PROVIDED TEXT |
%%

Anschlussfehler starts with the sound of breath resonating in the conical bore of a saxophone tinged with hissing overtones. Glitched electronic abrasions are introduced, at first as subtle shadings and then gradually building and mixing in with the sounds of keypad flutters and more overtone interaction. There is a mounting insistency as the arrhythmic phrase repeats, opening up to the statement of a pure tone. Then things explode. Reed sounds buffet against each other as scouring electronics scuff and chafe the reed timbers, creating shuddering walls of clamor that pan across the speakers. The piece functions in sections, with areas of what sound initially like pure reed tones, though close listening makes one wonder how much the electronics function to “deviate from truth or accuracy” or the acoustic sources.

The open interaction of the sound of Korber’s processing and the expansive acoustics of the reeds is what assiduously drives this recording. Catch the way Korber picks up the resonant bottom end of the horns and pushes that into throbbing sub-bass or the way that flutters and small kernels of phrases are picked up and refracted into coursing cross-layers of electronic buzz and tremor. Lines between Anschluss|Continuity and Fehler|Error are collapsed, layered back on itself, and expanded upon. Strata of density are built up and then exploded into sections of textural detail, only to ramp back up again with collective resolve. The recording and mastering reveal the full spectrum of nuances of the piece. Interestingly, listening to this on LP, while providing an analog richness, also introduces a layer of playback glitch inherent in all but the most pristine environments. This is a distinctive project and entrancing listen.
–Michael Rosenstein

 

Ingrid Laubrock + Aki Takase
Kasumi
Intakt CD 337

Kasumi unites two artists who have found acclaim in their adopted lands, with the frisson being that Japanese pianist Aki Takase’s landing is German saxophonist Ingrid Laubrock’s departure point. They first performed together at the 2016 Berlin Jazz Festival and such was the success of that encounter that they have continued to meet, culminating in the visit to the studio which produced these chamber-inclined duets, five from the pen of each principal, with four joint efforts. A program of 14 cuts in 50 minutes, only two cresting the five-minute barrier, demands succinct expression in which not a gesture is wasted, and that’s what they serve up.

%%

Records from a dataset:
%%

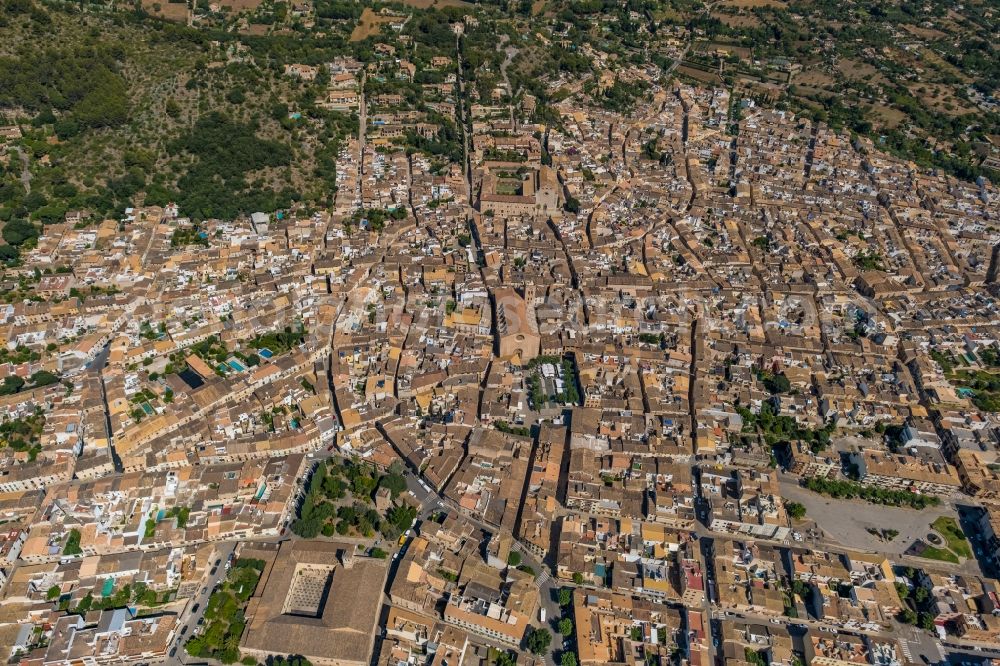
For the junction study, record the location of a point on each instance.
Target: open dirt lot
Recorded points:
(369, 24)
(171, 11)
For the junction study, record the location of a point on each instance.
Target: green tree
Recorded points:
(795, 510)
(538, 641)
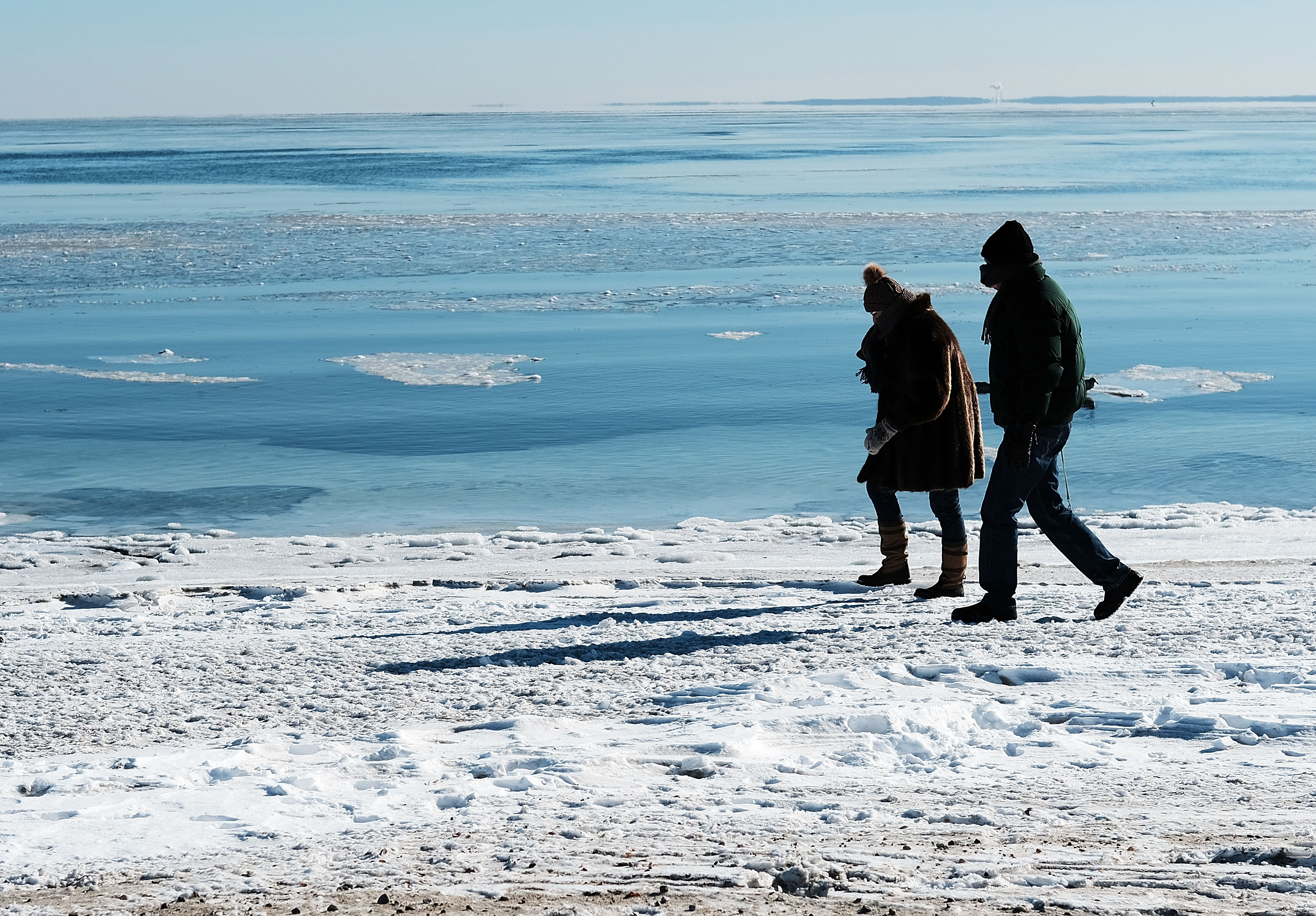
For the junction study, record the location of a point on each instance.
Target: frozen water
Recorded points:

%%

HOW TO COMPLETE THIS TASK |
Translate this sentence from the music review into Spanish: "The recording and mastering reveal the full spectrum of nuances of the piece." None of this data is needed.

OUTPUT FOR THIS TASK |
La grabación y la masterización revelan todo el espectro de matices de la pieza.